[PULL 23/24] target/arm: Convert ADDHN, SUBHN, RADDHN, RSUBHN to decodet

qemu-devel

[Date Prev][Date Next][Thread Prev][Thread Next][Date Index][Thread Index]

[PULL 23/24] target/arm: Convert ADDHN, SUBHN, RADDHN, RSUBHN to decodet

From:	Peter Maydell
Subject:	[PULL 23/24] target/arm: Convert ADDHN, SUBHN, RADDHN, RSUBHN to decodetree
Date:	Thu, 11 Jul 2024 14:18:21 +0100

From: Richard Henderson <richard.henderson@linaro.org>

Signed-off-by: Richard Henderson <richard.henderson@linaro.org>
Reviewed-by: Peter Maydell <peter.maydell@linaro.org>
Message-id: 20240709000610.382391-6-richard.henderson@linaro.org
Signed-off-by: Peter Maydell <peter.maydell@linaro.org>
---
 target/arm/tcg/a64.decode      |   5 ++
 target/arm/tcg/translate-a64.c | 127 +++++++++++++++------------------
 2 files changed, 61 insertions(+), 71 deletions(-)

diff --git a/target/arm/tcg/a64.decode b/target/arm/tcg/a64.decode
index 32e2f3a0d55..afb34a8fd43 100644
--- a/target/arm/tcg/a64.decode
+++ b/target/arm/tcg/a64.decode
@@ -998,6 +998,11 @@ UADDW           0.10 1110 ..1 ..... 00010 0 ..... .....

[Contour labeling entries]
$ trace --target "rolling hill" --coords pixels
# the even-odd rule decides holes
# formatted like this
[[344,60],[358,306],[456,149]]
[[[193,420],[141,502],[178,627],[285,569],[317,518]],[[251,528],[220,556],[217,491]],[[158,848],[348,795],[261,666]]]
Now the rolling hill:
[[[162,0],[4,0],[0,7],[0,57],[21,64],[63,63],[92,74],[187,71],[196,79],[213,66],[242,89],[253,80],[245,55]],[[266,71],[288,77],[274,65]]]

- [SET EXERCISE 1]:
Based on the patch message, say whether each statement agrees with it. Answer yes or no for each, and quote the words from the text that decide it.
(a) The patch changes two files.
(b) Peter Maydell reviewed the patch.
(c) The message was sent in 2023.
- [SET EXERCISE 2]:
Carry on the patch message from its last line, the hunk header for a64.decode, with the diff lines that follow.

- [OUTPUT 1]:
(a) Yes: "2 files changed, 61 insertions(+), 71 deletions(-)"
(b) Yes: "Reviewed-by: Peter Maydell <peter.maydell@linaro.org>"
(c) No: "Thu, 11 Jul 2024 14:18:21 +0100"

- [OUTPUT 2]:
@qrrr_e
 SSUBW           0.00 1110 ..1 ..... 00110 0 ..... ..... @qrrr_e
 USUBW           0.10 1110 ..1 ..... 00110 0 ..... ..... @qrrr_e
 
+ADDHN           0.00 1110 ..1 ..... 01000 0 ..... ..... @qrrr_e
+RADDHN          0.10 1110 ..1 ..... 01000 0 ..... ..... @qrrr_e
+SUBHN           0.00 1110 ..1 ..... 01100 0 ..... ..... @qrrr_e
+RSUBHN          0.10 1110 ..1 ..... 01100 0 ..... ..... @qrrr_e
+
 ### Advanced SIMD scalar x indexed element
 
 FMUL_si         0101 1111 00 .. .... 1001 . 0 ..... .....   @rrx_h
diff --git a/target/arm/tcg/translate-a64.c b/target/arm/tcg/translate-a64.c
index 264d2eeb27d..3e0dacdd63c 100644
--- a/target/arm/tcg/translate-a64.c
+++ b/target/arm/tcg/translate-a64.c
@@ -5949,6 +5949,60 @@ TRANS(UADDW, do_addsub_wide, a, 0, false)
 TRANS(SSUBW, do_addsub_wide, a, MO_SIGN, true)
 TRANS(USUBW, do_addsub_wide, a, 0, true)
 
+static bool do_addsub_highnarrow(DisasContext *s, arg_qrrr_e *a,
+                                 bool sub, bool round)
+{
+    TCGv_i64 tcg_op0, tcg_op1;
+    MemOp esz = a->esz;
+    int half = 8 >> esz;
+    bool top = a->q;
+    int ebits = 8 << esz;
+    uint64_t rbit = 1ull << (ebits - 1);
+    int top_swap, top_half;
+
+    /* There are no 128x128->64 bit operations. */
+    if (esz >= MO_64) {
+        return false;
+    }
+    if (!fp_access_check(s)) {
+        return true;
+    }
+    tcg_op0 = tcg_temp_new_i64();
+    tcg_op1 = tcg_temp_new_i64();
+
+    /*
+     * For top half inputs, iterate backward; forward for bottom half.
+     * This means the store to the destination will not occur until
+     * overlapping input inputs are consumed.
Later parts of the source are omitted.